***** DATA UNDER STUDY *****

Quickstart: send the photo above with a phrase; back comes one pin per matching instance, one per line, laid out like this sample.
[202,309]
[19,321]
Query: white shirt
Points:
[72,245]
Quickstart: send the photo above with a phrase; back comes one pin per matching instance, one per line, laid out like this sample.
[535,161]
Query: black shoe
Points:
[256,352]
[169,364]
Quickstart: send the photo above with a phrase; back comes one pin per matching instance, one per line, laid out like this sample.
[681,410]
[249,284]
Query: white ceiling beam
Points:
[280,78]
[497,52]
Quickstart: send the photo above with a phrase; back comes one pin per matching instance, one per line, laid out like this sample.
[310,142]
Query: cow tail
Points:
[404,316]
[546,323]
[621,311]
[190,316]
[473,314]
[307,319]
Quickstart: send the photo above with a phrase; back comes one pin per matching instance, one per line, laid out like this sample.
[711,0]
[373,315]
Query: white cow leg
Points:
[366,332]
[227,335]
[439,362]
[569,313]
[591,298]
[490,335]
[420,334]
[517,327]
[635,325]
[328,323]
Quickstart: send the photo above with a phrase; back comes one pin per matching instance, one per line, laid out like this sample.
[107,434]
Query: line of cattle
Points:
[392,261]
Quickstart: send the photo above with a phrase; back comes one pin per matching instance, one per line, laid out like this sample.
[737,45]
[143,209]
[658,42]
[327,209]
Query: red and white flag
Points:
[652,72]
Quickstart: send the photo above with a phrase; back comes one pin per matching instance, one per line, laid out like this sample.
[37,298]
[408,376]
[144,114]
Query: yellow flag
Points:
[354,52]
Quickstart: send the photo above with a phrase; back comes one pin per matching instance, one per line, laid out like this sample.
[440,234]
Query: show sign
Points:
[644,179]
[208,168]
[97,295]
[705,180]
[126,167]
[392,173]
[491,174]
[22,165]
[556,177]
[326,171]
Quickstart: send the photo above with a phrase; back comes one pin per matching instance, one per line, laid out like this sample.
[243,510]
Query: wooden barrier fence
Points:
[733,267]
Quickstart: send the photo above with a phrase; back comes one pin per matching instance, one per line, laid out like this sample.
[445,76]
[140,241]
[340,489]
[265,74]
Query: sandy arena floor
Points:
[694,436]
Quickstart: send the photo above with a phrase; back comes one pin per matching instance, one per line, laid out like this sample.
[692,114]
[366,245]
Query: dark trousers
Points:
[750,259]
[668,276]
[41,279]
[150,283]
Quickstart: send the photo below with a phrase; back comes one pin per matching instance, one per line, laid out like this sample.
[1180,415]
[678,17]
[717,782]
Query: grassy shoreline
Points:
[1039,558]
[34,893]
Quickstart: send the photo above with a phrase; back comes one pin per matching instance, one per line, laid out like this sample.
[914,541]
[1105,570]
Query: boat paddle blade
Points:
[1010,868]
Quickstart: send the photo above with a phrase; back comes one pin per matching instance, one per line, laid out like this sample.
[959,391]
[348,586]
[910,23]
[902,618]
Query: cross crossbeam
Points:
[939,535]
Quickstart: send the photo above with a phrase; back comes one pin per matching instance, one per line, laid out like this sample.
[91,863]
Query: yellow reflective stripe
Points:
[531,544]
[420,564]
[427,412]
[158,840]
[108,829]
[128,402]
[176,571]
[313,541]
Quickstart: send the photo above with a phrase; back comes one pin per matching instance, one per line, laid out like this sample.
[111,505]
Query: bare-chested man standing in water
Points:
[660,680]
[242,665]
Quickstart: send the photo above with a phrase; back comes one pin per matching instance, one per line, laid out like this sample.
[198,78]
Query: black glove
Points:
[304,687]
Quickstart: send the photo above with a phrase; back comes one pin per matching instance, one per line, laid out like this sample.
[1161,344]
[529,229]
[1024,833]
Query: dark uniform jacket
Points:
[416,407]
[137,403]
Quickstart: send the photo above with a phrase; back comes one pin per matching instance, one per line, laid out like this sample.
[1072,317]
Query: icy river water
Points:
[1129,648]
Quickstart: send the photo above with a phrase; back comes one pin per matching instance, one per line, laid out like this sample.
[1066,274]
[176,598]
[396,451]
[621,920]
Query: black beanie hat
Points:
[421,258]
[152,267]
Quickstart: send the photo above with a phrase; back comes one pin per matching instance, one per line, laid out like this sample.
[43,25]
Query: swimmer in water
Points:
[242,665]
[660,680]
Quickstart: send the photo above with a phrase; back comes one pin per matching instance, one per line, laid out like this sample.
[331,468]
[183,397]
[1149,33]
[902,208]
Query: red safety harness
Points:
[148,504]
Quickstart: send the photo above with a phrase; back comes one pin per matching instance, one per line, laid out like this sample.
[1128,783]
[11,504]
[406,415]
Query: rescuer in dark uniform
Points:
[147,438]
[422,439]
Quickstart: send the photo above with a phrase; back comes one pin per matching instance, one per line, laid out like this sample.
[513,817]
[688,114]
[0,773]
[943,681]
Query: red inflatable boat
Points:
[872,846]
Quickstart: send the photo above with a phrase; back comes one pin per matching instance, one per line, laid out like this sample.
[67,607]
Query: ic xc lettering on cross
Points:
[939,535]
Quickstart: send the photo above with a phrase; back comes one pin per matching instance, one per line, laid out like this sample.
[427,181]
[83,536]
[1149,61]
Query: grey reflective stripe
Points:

*****

=== TASK STATEMENT ===
Produce an exact copy of the entries above.

=== TASK ANSWER ===
Quickstart: send the photo above with a phrase; back comes one pin per matching instance, one per line, laid out like this sample.
[202,309]
[19,321]
Query: white shirt
Points:
[72,245]
Quickstart: send the photo above with a phrase; back comes one pin per matching instance, one per line, laid out like this sample.
[535,161]
Query: black shoe
Points:
[256,352]
[169,364]
Quickstart: send the photo above with a phrase; back comes one pin per matching instance, one per line, laid out like this sample.
[681,410]
[249,284]
Query: white ceiling beam
Points:
[280,78]
[497,52]
Quickstart: send the photo above with a phrase; back comes one pin per matching instance, one per line, laid out like this sample.
[310,142]
Query: cow tail
Points:
[404,316]
[546,323]
[621,311]
[190,316]
[473,314]
[307,319]
Quickstart: send the photo above with a phrase; back comes one pin per matching instance, one per line, laid out like this sample.
[711,0]
[373,315]
Query: white cow leg
Points:
[366,332]
[227,335]
[439,362]
[569,313]
[591,298]
[490,335]
[420,334]
[517,327]
[635,325]
[328,323]
Quickstart: send the photo above with a phrase; back comes one pin per matching instance, one per line, laid out like this sample.
[107,434]
Query: line of cattle
Points:
[392,261]
Quickstart: send the photo above with a phrase; back comes one pin per matching instance, one per line, laid out like this sample.
[737,45]
[143,209]
[658,42]
[327,209]
Query: red and white flag
Points:
[652,72]
Quickstart: send the photo above with a phrase; back comes one pin per matching instance, one per line, laid out like this sample.
[37,298]
[408,376]
[144,114]
Query: yellow flag
Points:
[354,52]
Quickstart: send the photo above with a phrase; back comes one pin per matching instance, one per line, laid out like this sample.
[440,234]
Query: show sign
Points:
[644,179]
[208,168]
[97,295]
[705,180]
[126,167]
[392,173]
[491,174]
[22,165]
[556,177]
[326,171]
Quickstart: send the photo above with a phrase; back comes one pin per matching instance, one per line, laid out like this sample.
[243,510]
Query: wooden barrier fence
Points:
[733,267]
Quickstart: send the photo above with a phrase; back comes one pin per matching instance, one per line, laid out like this sample.
[445,76]
[140,241]
[340,489]
[265,74]
Query: sandy arena floor
Points:
[694,436]
Quickstart: send the photo above with a phrase; back comes one pin per matching instance, one per line, laid out like this sample.
[692,114]
[366,245]
Query: dark trousers
Points:
[750,259]
[668,276]
[41,279]
[150,283]
Quickstart: send the photo below with a phrase; back comes one pin per matching instance, one per line, laid out like this sample.
[1180,415]
[678,17]
[717,782]
Query: grassy shoreline
Points:
[1039,558]
[34,893]
Quickstart: send the photo above with a phrase; back comes one pin per matching instance, one per line, laid out like this sample.
[914,541]
[1105,570]
Query: boat paddle blade
Points:
[1010,868]
Quickstart: send the photo above with a phrase; back comes one pin per matching instance, one per line, laid out like this sample.
[959,391]
[348,586]
[910,23]
[902,618]
Query: cross crossbeam
Points:
[939,535]
Quickstart: send the photo above with a phrase; back comes one pin per matching instance, one per line, laid out like this sample.
[91,863]
Query: yellow reflective stripe
Points:
[531,544]
[420,564]
[427,412]
[158,840]
[108,829]
[128,402]
[176,571]
[313,541]
Quickstart: send the photo above with a phrase; back comes one pin per matching instance, one per line, laid out like this sample.
[111,505]
Query: bare-chested man standing in water
Points:
[660,680]
[242,665]
Quickstart: send the photo above with a phrase; back comes one pin per matching instance, one per line, laid out like this sample.
[198,78]
Query: black glove
Points:
[304,687]
Quickstart: send the photo above with a phrase; back comes one pin per matching instance, one per line, laid out like this sample.
[1161,344]
[529,229]
[1024,833]
Query: dark uniform jacket
Points:
[416,407]
[137,403]
Quickstart: send the photo above with a phrase; back comes one pin per matching instance, one per line, laid out like this sample.
[1072,317]
Query: icy river water
Points:
[1129,648]
Quickstart: send the photo above with a phrase; back comes one pin per matching instance, one per line, laid out like this sample.
[1066,274]
[176,598]
[396,451]
[621,920]
Query: black beanie hat
Points:
[421,258]
[152,267]
Quickstart: send the photo above with a phrase; back comes one pin per matching instance, one per line, laid out like this sample.
[43,25]
Query: swimmer in water
Points:
[242,665]
[660,680]
Quickstart: send the photo above with a phrase; back comes one pin per matching instance, one per line, laid out like this sample.
[331,468]
[183,397]
[1149,33]
[902,208]
Query: red safety harness
Points:
[148,504]
Quickstart: send the photo above with a phrase; back comes one pin per matching instance, one per line, laid out like this sample.
[1128,783]
[11,504]
[406,415]
Query: rescuer in dark uniform
Points:
[147,438]
[422,439]
Quickstart: send the photo above with a phrase; back comes one pin per matching instance, one per line, laid out like this sample.
[513,817]
[688,114]
[0,773]
[943,681]
Query: red inflatable boat
Points:
[872,846]
Quickstart: send the photo above with a phrase; back comes one pin per matching instance, one per line, laid out like this sample.
[67,607]
Query: ic xc lettering on cross
Points:
[939,535]
Quickstart: send the photo above with a phrase; back comes one pin per matching instance, one per line, laid out like this sample.
[427,181]
[83,536]
[1149,61]
Query: grey reflective stripe
Points:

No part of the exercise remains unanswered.